▶ **THE PROBLEM**:
All lines from the one containing "talus slope, one per instance" through the last line below must be duplicated exactly, with nothing outside that span.

▶ **INFORMATION SHOWN**:

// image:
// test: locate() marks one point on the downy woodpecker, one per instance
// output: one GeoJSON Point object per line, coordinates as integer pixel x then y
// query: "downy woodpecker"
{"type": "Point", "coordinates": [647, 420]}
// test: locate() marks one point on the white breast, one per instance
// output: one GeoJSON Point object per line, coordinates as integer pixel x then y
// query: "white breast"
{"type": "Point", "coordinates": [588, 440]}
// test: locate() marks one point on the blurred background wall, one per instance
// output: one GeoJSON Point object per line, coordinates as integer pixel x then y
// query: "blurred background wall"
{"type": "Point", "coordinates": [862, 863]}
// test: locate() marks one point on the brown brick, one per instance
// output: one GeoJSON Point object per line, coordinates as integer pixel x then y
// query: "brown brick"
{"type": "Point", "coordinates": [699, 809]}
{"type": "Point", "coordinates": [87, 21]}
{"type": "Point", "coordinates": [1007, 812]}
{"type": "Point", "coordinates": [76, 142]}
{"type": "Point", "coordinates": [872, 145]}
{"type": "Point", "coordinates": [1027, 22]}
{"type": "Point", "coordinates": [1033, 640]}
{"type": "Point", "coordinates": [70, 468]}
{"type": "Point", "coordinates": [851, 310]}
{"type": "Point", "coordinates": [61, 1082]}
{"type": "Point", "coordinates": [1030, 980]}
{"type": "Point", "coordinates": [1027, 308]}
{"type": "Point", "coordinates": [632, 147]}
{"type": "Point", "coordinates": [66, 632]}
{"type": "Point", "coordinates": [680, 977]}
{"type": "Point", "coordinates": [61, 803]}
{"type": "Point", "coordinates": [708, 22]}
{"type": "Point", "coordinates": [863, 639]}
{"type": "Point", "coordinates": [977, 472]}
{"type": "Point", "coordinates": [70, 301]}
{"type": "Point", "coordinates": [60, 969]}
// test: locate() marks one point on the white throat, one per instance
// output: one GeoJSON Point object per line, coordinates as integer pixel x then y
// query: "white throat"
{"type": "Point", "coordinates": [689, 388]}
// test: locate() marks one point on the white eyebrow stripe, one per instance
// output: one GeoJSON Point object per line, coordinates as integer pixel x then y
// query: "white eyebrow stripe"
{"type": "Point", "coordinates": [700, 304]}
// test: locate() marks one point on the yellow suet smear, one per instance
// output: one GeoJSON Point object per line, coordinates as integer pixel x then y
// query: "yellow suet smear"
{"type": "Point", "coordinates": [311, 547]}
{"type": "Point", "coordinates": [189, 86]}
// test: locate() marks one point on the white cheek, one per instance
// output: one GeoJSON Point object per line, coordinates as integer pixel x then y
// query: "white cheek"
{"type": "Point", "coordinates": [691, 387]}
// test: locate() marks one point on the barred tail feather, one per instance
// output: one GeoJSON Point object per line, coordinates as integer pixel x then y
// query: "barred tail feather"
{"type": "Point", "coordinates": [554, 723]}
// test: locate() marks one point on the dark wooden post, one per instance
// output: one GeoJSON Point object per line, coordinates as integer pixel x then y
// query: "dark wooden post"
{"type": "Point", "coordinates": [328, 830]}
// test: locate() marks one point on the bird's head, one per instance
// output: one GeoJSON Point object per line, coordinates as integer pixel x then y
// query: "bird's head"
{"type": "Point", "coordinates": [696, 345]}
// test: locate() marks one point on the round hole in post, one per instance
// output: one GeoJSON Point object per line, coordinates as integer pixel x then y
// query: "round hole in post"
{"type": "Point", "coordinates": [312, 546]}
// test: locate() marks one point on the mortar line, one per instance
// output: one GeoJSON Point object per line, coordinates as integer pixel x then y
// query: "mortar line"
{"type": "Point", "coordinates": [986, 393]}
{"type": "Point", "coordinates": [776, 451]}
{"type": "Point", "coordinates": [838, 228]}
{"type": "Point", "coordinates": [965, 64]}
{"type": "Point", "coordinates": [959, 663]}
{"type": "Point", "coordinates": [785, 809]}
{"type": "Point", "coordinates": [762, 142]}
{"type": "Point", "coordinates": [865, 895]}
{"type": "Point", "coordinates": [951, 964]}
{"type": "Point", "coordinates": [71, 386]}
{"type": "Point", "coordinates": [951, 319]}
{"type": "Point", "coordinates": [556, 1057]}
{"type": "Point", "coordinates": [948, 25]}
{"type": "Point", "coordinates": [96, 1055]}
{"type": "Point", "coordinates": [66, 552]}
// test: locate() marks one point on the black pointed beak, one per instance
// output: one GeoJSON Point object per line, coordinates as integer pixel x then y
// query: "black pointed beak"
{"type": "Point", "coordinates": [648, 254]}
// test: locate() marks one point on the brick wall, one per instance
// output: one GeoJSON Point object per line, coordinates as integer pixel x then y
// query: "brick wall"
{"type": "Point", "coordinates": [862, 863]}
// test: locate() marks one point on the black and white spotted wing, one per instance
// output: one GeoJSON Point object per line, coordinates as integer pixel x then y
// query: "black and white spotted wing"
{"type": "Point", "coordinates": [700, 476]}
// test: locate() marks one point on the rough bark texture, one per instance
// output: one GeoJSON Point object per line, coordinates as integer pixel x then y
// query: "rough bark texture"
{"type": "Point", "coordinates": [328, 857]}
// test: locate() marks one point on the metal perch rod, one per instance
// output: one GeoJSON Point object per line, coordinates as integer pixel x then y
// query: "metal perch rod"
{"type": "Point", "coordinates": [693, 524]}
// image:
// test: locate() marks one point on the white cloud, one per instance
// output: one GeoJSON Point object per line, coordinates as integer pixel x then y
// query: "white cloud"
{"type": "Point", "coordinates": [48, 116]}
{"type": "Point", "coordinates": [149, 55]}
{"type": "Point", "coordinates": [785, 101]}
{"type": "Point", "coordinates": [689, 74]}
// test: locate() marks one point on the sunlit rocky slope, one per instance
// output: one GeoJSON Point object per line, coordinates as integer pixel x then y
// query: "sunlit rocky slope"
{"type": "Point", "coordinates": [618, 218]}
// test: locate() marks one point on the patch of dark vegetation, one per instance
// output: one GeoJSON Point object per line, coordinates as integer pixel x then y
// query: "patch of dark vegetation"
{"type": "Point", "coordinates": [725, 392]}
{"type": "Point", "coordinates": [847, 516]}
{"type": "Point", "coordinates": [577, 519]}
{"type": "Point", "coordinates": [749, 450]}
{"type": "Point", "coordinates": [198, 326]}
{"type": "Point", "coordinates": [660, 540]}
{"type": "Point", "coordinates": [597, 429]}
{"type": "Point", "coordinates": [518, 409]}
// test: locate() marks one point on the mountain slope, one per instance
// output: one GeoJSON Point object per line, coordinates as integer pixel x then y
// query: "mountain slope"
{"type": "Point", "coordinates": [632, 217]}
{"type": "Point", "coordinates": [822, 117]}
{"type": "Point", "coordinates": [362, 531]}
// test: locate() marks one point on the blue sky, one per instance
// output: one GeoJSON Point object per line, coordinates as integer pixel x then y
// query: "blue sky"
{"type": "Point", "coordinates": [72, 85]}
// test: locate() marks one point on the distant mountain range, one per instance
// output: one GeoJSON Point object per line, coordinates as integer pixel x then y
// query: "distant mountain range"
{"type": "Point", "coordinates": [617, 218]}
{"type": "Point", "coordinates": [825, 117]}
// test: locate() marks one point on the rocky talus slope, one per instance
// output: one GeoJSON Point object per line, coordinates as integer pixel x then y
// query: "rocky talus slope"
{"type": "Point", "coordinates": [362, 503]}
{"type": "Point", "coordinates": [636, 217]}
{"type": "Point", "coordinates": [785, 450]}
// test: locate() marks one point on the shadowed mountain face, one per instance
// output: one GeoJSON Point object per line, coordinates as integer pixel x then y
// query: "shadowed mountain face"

▶ **ANSWER BOX**:
// test: locate() marks one point on the rocky talus slope, one per instance
// output: one GeoJSON Point object per line, coordinates as integer pixel x then y
// query: "rocky talus slope"
{"type": "Point", "coordinates": [362, 503]}
{"type": "Point", "coordinates": [636, 217]}
{"type": "Point", "coordinates": [785, 450]}
// test: locate() marks one point on the shadowed mountain face, one per instance
// output: one GeoJSON Point object per line, coordinates as integer pixel x then y
// query: "shadowed mountain face"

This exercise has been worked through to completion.